- EXERCISE DESCRIPTION -
Each line of the material must be returned exactly.
** Begin PROVIDED RECORDS **
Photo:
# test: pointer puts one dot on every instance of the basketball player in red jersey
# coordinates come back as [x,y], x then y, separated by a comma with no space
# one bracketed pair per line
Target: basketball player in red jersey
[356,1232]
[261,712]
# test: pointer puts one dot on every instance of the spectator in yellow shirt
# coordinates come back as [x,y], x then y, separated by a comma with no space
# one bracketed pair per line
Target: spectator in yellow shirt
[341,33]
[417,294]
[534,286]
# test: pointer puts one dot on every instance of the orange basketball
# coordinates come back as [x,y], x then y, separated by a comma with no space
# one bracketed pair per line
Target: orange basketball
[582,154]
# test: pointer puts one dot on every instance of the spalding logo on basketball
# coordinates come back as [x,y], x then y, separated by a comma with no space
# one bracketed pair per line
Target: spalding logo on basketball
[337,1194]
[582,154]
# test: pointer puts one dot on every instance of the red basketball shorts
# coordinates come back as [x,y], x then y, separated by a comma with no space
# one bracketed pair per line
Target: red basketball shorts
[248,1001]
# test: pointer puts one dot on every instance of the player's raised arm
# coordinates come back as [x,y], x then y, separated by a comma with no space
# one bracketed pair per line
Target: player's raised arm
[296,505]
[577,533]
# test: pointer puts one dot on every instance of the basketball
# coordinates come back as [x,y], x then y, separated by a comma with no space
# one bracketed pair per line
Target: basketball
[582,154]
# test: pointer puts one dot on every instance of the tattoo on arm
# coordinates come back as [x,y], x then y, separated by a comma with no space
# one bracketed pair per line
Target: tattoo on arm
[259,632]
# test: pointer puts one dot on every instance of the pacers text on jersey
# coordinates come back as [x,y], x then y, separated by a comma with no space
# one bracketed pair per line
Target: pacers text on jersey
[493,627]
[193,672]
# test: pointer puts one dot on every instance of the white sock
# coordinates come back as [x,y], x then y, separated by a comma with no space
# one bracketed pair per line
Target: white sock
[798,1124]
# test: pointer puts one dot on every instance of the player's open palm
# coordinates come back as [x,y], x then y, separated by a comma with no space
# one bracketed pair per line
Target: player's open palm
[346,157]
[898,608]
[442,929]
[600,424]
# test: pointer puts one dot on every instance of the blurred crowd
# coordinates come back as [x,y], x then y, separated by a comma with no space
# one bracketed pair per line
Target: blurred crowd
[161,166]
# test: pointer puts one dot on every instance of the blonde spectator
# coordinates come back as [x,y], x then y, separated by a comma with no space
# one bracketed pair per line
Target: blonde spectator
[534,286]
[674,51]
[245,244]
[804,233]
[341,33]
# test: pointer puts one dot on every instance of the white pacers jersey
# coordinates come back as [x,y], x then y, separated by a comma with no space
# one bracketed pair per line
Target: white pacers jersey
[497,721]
** End PROVIDED RECORDS **
- RESULT OF THE TASK -
Photo:
# test: pointer puts one dot on every instance of the basketball player in red jersey
# coordinates come back as [x,y], x then y, separated by a comma with no space
# one bracketed pair per line
Target: basketball player in red jersey
[356,1232]
[261,712]
# test: pointer puts one dot on every instance of the spectator in yellow shirt
# coordinates come back as [x,y], x then y, separated by a comma with no space
# one bracketed pair per line
Target: spectator in yellow shirt
[341,33]
[417,294]
[534,286]
# test: pointer puts one dot on every instance of the orange basketball
# coordinates come back as [x,y], x then y, separated by a comma with no space
# one bracketed pair per line
Target: orange basketball
[582,154]
# test: pointer puts one dot on every instance of the spalding logo on basketball
# coordinates come back as [x,y], x then y, separated by a comma with no space
# one bracketed pair per line
Target: spalding logo on basketball
[337,1194]
[582,154]
# test: pointer puts one dot on every instance of the red basketball shorts
# coordinates come back as [x,y], x then y, separated by a comma with no space
# one bracketed pair per line
Target: red basketball shorts
[248,1001]
# test: pointer puts one dot on every instance of the player's raised arm
# coordinates come back as [x,y], x then y, separated by a comma with no space
# one bracketed pair per line
Target: player's raised arm
[296,505]
[577,533]
# test: pointer puts one dot on every instance of the basketball
# coordinates come back as [x,y], x then y, separated by a comma with no space
# one bracketed pair per line
Target: basketball
[582,154]
# test: pointer puts one dot on every instance of the tattoo on arm
# coordinates come back as [x,y], x then y, separated by a comma with no space
# one bracketed pair per line
Target: tattoo on arm
[259,632]
# test: pointer puts one dot on every instance of the pacers text on jersey
# coordinates come back as [x,y], x then y, separated by a comma with no space
# one bracketed pair per line
Target: pacers text on jersey
[493,627]
[193,672]
# test: pointer puts one dot on every instance of the white sock
# coordinates come back as [x,y], x then y, separated by a comma with no space
# one bracketed pair per line
Target: white sock
[798,1124]
# test: pointer puts one dot on every instance of the player's open palm
# coordinates come back as [x,y], x then y, separated by a comma with no space
# one bracketed pair per line
Target: player's open palm
[346,157]
[898,608]
[442,929]
[600,424]
# test: pointer puts one dot on every instance of the blurred crowd
# coordinates come back as [x,y], x then y, separated by a comma with no space
# one bracketed pair per line
Target: blurred crowd
[161,166]
# test: pointer puts one dot on every instance of the blonde spectator
# coordinates come back as [x,y], x then y, separated by a comma with no space
# one bracketed pair per line
Target: blonde spectator
[534,286]
[674,51]
[245,244]
[804,233]
[341,33]
# test: pointer puts one dot on every instance of the white pacers jersey
# coordinates come back as [x,y], x then y, separated by a comma with no space
# one bracketed pair per line
Target: white pacers jersey
[497,721]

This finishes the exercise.